**Exercise requirements**
Write out again, unchanged, the line that has "Target: dump truck" and each following line through the end of the entries below; leave pictures out.

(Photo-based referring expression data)
---
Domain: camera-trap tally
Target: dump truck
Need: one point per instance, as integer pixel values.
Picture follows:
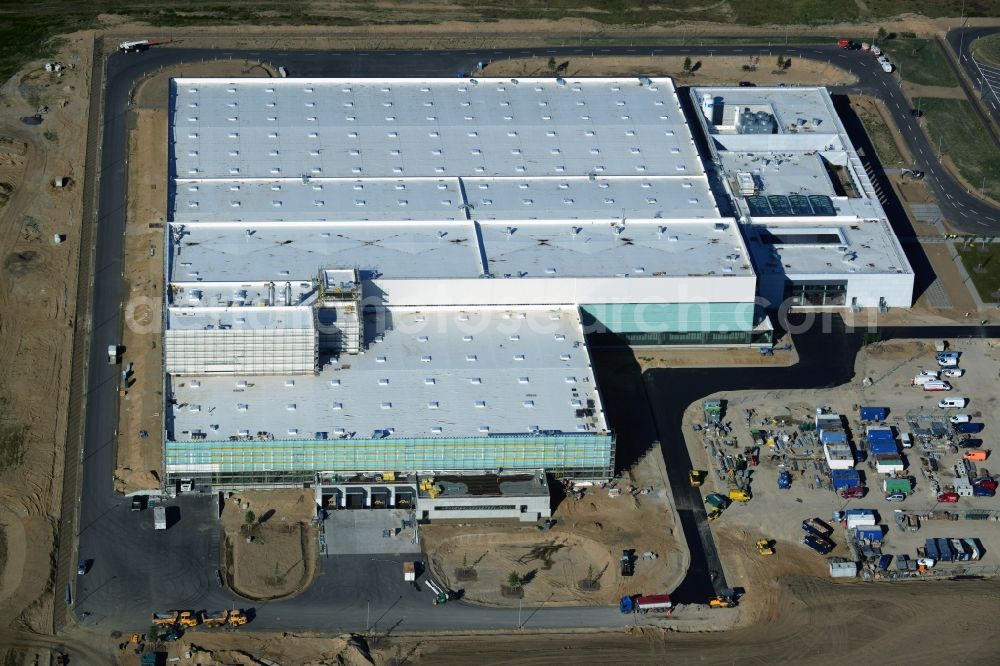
(717, 501)
(817, 527)
(237, 618)
(738, 494)
(187, 619)
(167, 619)
(722, 601)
---
**Task answer**
Target: dump truck
Need: one point per instance, as integer pixel values.
Picture follows:
(717, 501)
(817, 527)
(237, 618)
(738, 494)
(187, 619)
(167, 619)
(722, 601)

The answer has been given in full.